| Given instruction 1 |
Reproduce the passage of the accounting notes that starts with "Depreciation is charged" and goes on through "last reporting date.".
| Given instruction 2 |
According to the accounting notes, which three things about the assets are reviewed and adjusted prospectively if appropriate?
| Given instruction 3 |
Carry on the accounting notes past their final sentence.

| Extract |
● ● ● ● ● ● ●
Depreciation is charged so as to allocate the cost of assets less their residual value over their estimated useful lives, using the straight line method.

Depreciation is provided on the following basis:

Fixture, fittings, tools & equipment - 3 to 5 years straight line

The assets' residual values, useful lives and depreciation method are reviewed, and adjusted prospectively if appropriate, or if there is an indication of a significant change since the last reporting date.

Gains and losses on disposal are determined by comparing the proceeds with the carrying amount and are recognised in the Statement of Comprehensive Income.

Investments in subsidiaries
Investments in subsidiary undertakings are recognised at cost.

Stocks
Stocks are stated at the lower of cost and net realisable value, being the estimated selling price less costs to complete and sell. Cost is based on the cost of purchase on a first in, first out basis. Work in progress and finished goods include labour and attributable overheads.
● ● ● ● ● ● ●
| Dataset records |

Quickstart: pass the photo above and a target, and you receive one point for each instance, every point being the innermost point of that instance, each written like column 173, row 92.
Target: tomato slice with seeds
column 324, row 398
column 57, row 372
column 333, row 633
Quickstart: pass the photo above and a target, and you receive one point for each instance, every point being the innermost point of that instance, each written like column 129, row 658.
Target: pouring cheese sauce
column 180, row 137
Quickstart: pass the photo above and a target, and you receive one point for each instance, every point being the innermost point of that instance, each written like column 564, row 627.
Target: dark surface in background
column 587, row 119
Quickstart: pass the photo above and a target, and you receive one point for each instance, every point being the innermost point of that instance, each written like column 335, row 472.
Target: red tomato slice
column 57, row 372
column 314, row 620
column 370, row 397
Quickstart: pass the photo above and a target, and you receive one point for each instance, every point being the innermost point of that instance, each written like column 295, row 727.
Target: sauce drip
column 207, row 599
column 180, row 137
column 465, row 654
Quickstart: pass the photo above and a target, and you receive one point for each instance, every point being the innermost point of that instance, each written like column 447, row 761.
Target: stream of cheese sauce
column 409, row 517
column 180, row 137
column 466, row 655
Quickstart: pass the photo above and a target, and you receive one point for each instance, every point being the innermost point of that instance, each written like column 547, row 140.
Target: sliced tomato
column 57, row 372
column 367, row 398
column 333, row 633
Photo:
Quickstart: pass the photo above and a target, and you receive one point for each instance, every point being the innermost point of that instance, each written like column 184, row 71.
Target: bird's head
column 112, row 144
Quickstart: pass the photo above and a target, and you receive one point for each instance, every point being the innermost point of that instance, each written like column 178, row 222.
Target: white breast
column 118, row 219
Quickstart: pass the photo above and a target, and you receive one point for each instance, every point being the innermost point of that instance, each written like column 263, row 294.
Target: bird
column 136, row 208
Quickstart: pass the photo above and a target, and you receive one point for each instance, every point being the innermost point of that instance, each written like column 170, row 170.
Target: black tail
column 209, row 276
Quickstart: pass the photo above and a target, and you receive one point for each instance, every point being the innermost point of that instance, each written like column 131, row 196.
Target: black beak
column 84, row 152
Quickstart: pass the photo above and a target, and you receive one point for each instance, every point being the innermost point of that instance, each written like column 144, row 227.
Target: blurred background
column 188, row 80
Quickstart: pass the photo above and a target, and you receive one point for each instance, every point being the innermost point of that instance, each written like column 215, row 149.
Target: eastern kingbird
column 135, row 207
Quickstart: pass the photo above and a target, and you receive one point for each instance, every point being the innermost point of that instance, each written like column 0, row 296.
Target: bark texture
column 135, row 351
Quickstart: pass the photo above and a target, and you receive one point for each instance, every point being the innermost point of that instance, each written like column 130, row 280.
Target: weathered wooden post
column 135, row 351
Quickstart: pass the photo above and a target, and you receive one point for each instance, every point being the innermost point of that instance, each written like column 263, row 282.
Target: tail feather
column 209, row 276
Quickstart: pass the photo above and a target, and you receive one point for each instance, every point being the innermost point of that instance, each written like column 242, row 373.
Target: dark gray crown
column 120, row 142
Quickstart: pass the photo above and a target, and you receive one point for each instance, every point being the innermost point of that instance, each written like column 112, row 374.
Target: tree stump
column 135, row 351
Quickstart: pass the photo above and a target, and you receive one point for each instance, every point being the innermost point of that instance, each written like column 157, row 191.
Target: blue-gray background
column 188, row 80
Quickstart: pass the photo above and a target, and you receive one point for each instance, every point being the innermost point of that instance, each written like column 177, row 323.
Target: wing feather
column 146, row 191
● ● ● ● ● ● ●
| Task result 1 |
Depreciation is charged so as to allocate the cost of assets less their residual value over their estimated useful lives, using the straight line method.

Depreciation is provided on the following basis:

Fixture, fittings, tools & equipment - 3 to 5 years straight line

The assets' residual values, useful lives and depreciation method are reviewed, and adjusted prospectively if appropriate, or if there is an indication of a significant change since the last reporting date.

| Task result 2 |
The assets' residual values, their useful lives, and the depreciation method.

| Task result 3 |
At each reporting date, stocks are assessed for impairment. If stocks are impaired, the carrying amount is reduced to its selling price less costs to complete and sell. The impairment loss is recognised immediately in the Statement of Comprehensive Income.

Renelec Chalgrove Limited (Registered number: 03060329)

Notes to the Financial Statements - continued
for the Year Ended 30 September 2024

2. ACCOUNTING POLICIES - continued

Financial instruments
The company only enters into basic financial instrument transactions that result in the recognition of financial assets and liabilities like trade and other debtors and creditors, loans from banks and other third parties and loans to and from related parties.

Debt instruments (other than those wholly repayable or receivable within one year), including loans and other accounts receivable and payable, are initially measured at present value of the future cash flows and subsequently at amortised cost using the effective interest method. Debt instruments that are payable or receivable within one year, typically trade debtors and creditors, are measured, initially and subsequently, at the undiscounted amount of the cash or other consideration expected to be paid or received. However, if the arrangements of a short-term instrument constitute a financing transaction, like the payment of a trade debt deferred beyond normal business terms or in the case of an out-right short-term loan that is not at market rate, the financial asset or liability is measured, initially at the present value of future cash flows discounted at a market rate of interest for a similar debt instrument and subsequently at amortised cost.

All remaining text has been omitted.